### Texto do documento
Rinha de Universidades Públicas é um grupo fechado do Facebook criado em Junho de 2019, que atualmente conta com mais de 99 mil membros, e no qual 64 Universidades disputam diariamente entre si a primazia de um campeonato universitário da zuera. A disputa é feita por meio de posts publicados pelos administradores do grupo, e as universidades que irão competir são escolhidas por meio de uma chave de torneio, criada antes de todas as disputas começarem, em modelo de “mata-mata". Os universitários votam por meio dos botões de reação do Facebook, e quem tiver mais votos, ganha. Enquanto a disputa está acontecendo, os participantes do grupo postam diversos memes apoiando ou desmerecendo as faculdades que estão participando da rinha em questão.
######
* Requisitos do exercício: Por favor, traduza para o inglês esta frase do texto do documento acima: "Os universitários votam por meio dos botões de reação do Facebook, e quem tiver mais votos, ganha."
### Itens armazenados
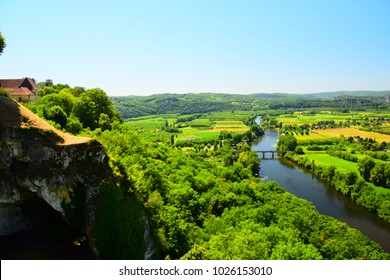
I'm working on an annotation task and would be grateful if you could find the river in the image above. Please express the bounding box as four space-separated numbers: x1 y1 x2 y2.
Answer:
252 127 390 252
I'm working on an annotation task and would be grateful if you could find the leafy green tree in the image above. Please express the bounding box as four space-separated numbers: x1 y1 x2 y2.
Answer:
358 157 375 181
277 135 297 152
370 163 387 187
65 115 83 134
45 105 68 128
0 32 7 55
99 113 112 131
37 86 58 97
0 88 9 97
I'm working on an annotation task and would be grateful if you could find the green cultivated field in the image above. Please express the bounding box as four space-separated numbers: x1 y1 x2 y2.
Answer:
305 153 358 172
126 111 254 143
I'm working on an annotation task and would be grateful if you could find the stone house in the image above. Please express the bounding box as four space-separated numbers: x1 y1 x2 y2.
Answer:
0 78 39 102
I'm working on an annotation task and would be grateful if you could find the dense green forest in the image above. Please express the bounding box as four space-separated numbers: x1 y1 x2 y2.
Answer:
112 91 390 119
20 85 390 259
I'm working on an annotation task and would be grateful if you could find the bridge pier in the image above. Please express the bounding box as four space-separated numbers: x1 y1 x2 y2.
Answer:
255 151 284 158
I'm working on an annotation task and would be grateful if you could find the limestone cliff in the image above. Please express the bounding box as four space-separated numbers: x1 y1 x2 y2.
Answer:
0 96 112 258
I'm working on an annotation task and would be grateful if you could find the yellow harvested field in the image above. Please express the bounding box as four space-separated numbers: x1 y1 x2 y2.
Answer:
297 127 390 142
202 129 249 132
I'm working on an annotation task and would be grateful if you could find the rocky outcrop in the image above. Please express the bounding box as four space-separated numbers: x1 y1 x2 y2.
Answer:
0 97 112 256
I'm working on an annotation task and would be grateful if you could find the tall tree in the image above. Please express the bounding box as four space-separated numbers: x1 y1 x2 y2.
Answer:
0 32 7 55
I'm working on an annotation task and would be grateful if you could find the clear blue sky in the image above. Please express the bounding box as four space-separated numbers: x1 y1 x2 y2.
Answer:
0 0 390 95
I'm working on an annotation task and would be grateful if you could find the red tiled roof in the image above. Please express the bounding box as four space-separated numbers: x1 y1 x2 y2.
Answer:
0 79 23 90
10 87 35 96
0 78 39 92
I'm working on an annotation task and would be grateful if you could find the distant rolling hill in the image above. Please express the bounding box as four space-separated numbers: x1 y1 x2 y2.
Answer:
305 90 390 99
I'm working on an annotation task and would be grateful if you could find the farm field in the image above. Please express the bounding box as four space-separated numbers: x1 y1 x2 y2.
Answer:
276 111 389 126
126 112 251 141
296 127 390 142
277 112 355 125
305 153 358 172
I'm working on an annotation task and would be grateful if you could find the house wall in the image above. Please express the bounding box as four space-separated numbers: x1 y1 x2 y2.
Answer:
10 95 36 102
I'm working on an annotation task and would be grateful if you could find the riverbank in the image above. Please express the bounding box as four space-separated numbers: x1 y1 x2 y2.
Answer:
284 152 390 223
252 130 390 252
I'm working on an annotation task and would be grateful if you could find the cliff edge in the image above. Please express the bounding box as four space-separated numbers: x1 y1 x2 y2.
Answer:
0 96 112 258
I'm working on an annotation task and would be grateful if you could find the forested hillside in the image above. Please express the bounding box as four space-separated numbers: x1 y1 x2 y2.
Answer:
12 84 390 259
111 92 390 119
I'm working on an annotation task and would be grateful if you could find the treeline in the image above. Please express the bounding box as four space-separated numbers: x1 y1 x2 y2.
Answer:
27 83 122 134
285 153 390 222
358 157 390 189
112 94 250 119
112 93 390 119
95 125 390 259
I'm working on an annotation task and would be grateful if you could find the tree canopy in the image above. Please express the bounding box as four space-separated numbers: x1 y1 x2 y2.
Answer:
0 32 7 55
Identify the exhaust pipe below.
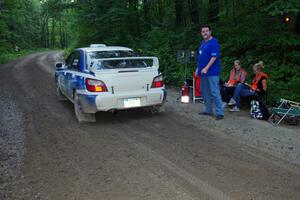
[110,109,118,115]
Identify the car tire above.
[56,83,68,101]
[74,92,96,123]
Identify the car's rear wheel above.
[74,92,96,123]
[56,83,68,101]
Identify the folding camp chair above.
[269,99,300,125]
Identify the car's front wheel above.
[74,92,96,123]
[56,83,68,101]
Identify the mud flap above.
[74,93,96,123]
[56,84,68,101]
[150,105,166,114]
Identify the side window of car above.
[66,52,75,69]
[71,51,80,71]
[66,51,80,71]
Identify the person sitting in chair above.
[228,61,268,112]
[221,60,247,107]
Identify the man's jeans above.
[201,76,224,115]
[232,83,257,108]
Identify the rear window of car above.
[88,51,153,70]
[88,51,138,59]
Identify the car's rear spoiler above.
[89,57,159,69]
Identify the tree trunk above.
[51,18,56,48]
[175,0,183,26]
[208,0,219,23]
[143,0,151,30]
[190,0,199,25]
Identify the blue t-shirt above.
[198,38,221,76]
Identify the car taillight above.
[151,75,165,88]
[85,78,107,92]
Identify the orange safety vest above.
[251,73,268,91]
[228,69,247,85]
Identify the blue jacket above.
[198,38,221,76]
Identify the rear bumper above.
[78,89,167,113]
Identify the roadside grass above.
[0,48,59,64]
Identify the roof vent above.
[90,44,106,48]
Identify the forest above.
[0,0,300,104]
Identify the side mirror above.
[55,62,63,69]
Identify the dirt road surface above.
[0,52,300,200]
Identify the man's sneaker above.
[216,115,224,120]
[222,101,227,108]
[198,112,213,116]
[229,106,240,112]
[228,98,236,106]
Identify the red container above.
[194,72,202,97]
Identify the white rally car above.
[55,44,167,122]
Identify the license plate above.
[124,98,141,108]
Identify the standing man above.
[197,26,224,120]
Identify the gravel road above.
[0,52,300,200]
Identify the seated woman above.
[221,60,247,107]
[228,61,268,112]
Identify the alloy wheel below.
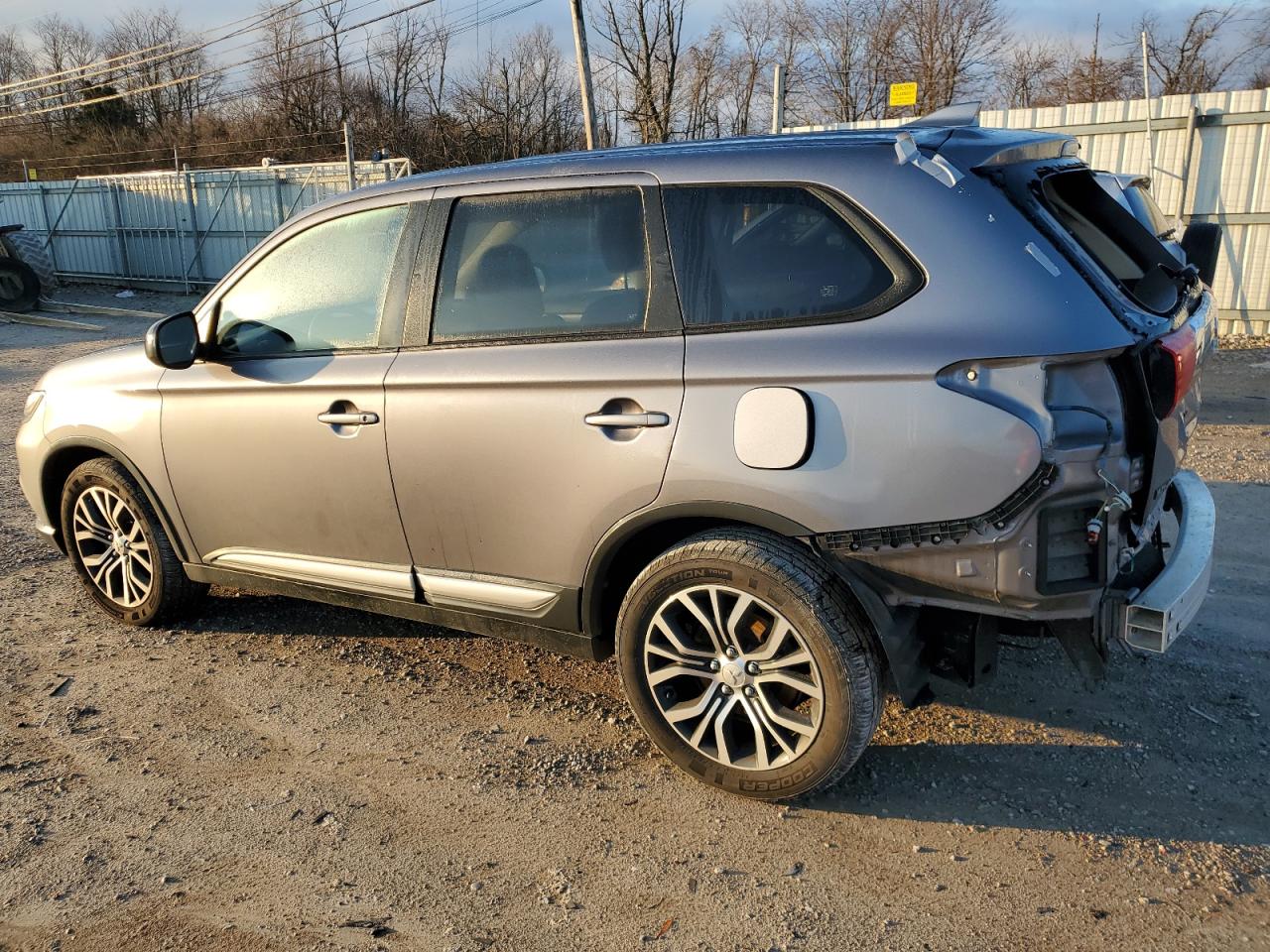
[644,585,825,771]
[71,486,154,608]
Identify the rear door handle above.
[318,412,380,426]
[583,412,671,429]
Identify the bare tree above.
[591,0,685,142]
[450,26,581,163]
[0,27,32,113]
[1051,14,1142,103]
[682,27,735,139]
[101,6,219,133]
[893,0,1010,113]
[807,0,904,122]
[27,13,96,131]
[997,41,1063,109]
[718,0,781,136]
[313,0,355,122]
[253,1,337,132]
[1125,4,1265,95]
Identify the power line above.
[41,141,344,176]
[0,0,446,122]
[0,0,310,94]
[0,0,541,131]
[8,0,380,107]
[38,130,340,168]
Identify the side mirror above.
[146,311,198,371]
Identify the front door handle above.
[318,410,380,426]
[583,410,671,429]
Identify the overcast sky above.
[0,0,1229,59]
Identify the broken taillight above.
[1148,323,1199,420]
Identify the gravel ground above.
[0,295,1270,952]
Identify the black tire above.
[616,528,883,799]
[0,231,58,295]
[61,457,207,626]
[0,258,40,313]
[1181,221,1221,287]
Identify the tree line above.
[0,0,1270,178]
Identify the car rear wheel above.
[61,457,207,625]
[617,530,883,799]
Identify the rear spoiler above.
[899,125,1080,169]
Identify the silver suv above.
[18,121,1215,798]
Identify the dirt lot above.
[0,298,1270,952]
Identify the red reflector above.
[1158,323,1198,416]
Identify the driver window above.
[216,205,408,357]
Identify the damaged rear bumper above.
[1116,470,1216,652]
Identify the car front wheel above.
[61,457,207,625]
[617,530,883,799]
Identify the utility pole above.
[772,63,785,136]
[344,122,357,191]
[1142,31,1156,183]
[569,0,595,149]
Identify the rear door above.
[385,176,684,626]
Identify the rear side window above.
[663,185,916,326]
[432,187,648,341]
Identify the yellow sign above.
[890,82,917,105]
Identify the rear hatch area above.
[978,156,1216,543]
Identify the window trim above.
[401,178,684,350]
[199,197,431,364]
[662,178,927,334]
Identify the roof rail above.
[904,100,981,128]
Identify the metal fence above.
[785,89,1270,334]
[0,159,410,291]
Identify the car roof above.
[302,126,1071,210]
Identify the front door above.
[160,198,414,598]
[386,177,684,614]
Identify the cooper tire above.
[0,231,58,295]
[0,258,40,313]
[616,530,883,799]
[61,457,207,626]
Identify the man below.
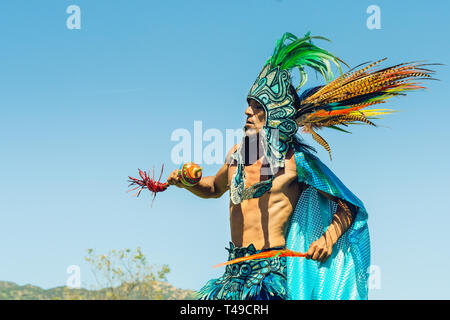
######
* Resposta abaixo: University students vote using Facebook's reaction buttons, and whoever gets the most votes wins.